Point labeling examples
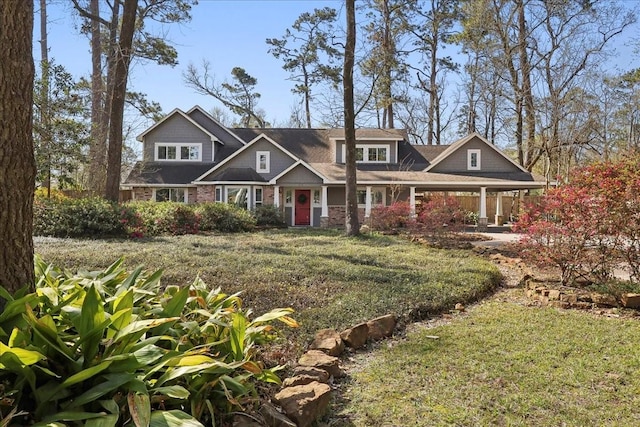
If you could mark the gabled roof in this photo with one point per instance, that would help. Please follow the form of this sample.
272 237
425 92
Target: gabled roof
260 137
461 142
238 175
155 173
214 120
181 113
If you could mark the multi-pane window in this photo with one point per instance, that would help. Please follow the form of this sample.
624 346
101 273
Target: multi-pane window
377 196
263 161
257 196
178 152
369 153
473 160
171 195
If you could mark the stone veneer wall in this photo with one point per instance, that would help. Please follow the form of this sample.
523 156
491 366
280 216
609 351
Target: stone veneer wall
337 215
142 193
206 193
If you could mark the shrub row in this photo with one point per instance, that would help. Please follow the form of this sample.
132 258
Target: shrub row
436 215
112 348
96 217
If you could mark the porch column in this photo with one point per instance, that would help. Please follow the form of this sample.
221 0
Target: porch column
324 213
412 201
482 217
276 196
499 216
367 206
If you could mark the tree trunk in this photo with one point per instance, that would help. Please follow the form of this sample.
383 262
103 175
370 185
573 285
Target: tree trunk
17 162
121 72
99 123
351 220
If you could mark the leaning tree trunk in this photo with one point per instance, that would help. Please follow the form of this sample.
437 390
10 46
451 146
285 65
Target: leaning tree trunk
123 59
351 221
17 162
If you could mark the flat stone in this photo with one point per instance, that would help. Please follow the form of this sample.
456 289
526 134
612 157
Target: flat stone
604 299
273 417
381 327
554 295
630 300
328 341
304 403
320 375
320 360
356 337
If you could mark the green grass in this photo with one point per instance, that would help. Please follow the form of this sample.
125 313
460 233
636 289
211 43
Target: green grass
503 364
330 280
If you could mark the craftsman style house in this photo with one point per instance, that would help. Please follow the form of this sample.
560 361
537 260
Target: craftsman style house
190 157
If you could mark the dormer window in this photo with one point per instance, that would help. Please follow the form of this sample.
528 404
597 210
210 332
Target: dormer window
177 152
369 153
263 161
473 160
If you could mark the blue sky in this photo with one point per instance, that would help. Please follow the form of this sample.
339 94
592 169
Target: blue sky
227 33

• Task to complete: Format all of the entries above as a JSON list of strings with one string per line, skipping blank lines. Leave the pictures out.

• Written reply:
[
  "If you could mark the gabled roof in this photo with one point per instance, that would help. Please follow the form of this sample.",
  "272 237",
  "425 92",
  "Target: gabled roof",
  "260 137",
  "461 142",
  "238 175",
  "155 173",
  "214 120",
  "181 113",
  "If you could mark the multi-pane window in this photo with one point per instance, that would help. Please follow the form of this sample.",
  "624 346",
  "101 273",
  "Target: multi-pane window",
  "377 196",
  "263 161",
  "257 196",
  "178 152",
  "369 153",
  "473 160",
  "171 195",
  "If you could mark the stone veneer wall in this photo with one point per instance, that would help. Please follow the form of this sample.",
  "523 156",
  "491 366",
  "280 216",
  "609 351",
  "Target: stone veneer wall",
  "337 215",
  "142 193",
  "206 193",
  "If you could mark the shrub row in this photo with one point per instance, that would help. Please follow the form of this sample.",
  "132 258",
  "Target: shrub row",
  "436 215",
  "112 348",
  "96 217",
  "If you could mark the porch column in this photo with one point per instance, that would help. Please follow the form of this sample.",
  "221 0",
  "Target: porch column",
  "324 213",
  "412 201",
  "482 217",
  "276 196",
  "499 216",
  "367 206",
  "If you could mark the tree trunk in this photo with one point per instance, that would help. Please follow the form of this sample.",
  "383 262",
  "103 175",
  "370 185",
  "573 285",
  "Target: tree trunk",
  "17 162",
  "121 72",
  "99 123",
  "351 220",
  "If you could mark the leaning tree trunk in this photo with one point per instance, that would help. Please follow the form of this sample.",
  "437 390",
  "10 46",
  "451 146",
  "285 65",
  "Target: leaning tree trunk",
  "123 59",
  "351 221",
  "17 162",
  "If you could mark the flat stone in this photo with one point per instance, that would help. Please follow the form of this sample.",
  "456 289",
  "526 134",
  "612 157",
  "Target: flat stone",
  "604 299",
  "273 417",
  "381 327",
  "554 295",
  "630 300",
  "328 341",
  "304 403",
  "320 375",
  "320 360",
  "356 337",
  "If you could mark the green grass in this photo with one point per instance, that would help. Please follow the form of this sample.",
  "125 313",
  "460 233",
  "636 289",
  "211 43",
  "Target: green grass",
  "503 364",
  "330 280",
  "If you could mark the craftsman style house in this photo with one point per instance, that would help. Please follow the form of this sample.",
  "560 361",
  "537 260",
  "Target: craftsman style house",
  "190 157",
  "If you could mark the dormer window in this photo with one point per instance, that would help. Please follow the form of this sample.",
  "528 404",
  "597 210",
  "210 332",
  "Target: dormer window",
  "177 152",
  "369 153",
  "263 161",
  "473 160",
  "If you could mark the blue sky in this photo with one point per instance, that would help. Please follow the form of this sample.",
  "339 94",
  "592 169",
  "Target: blue sky",
  "227 33"
]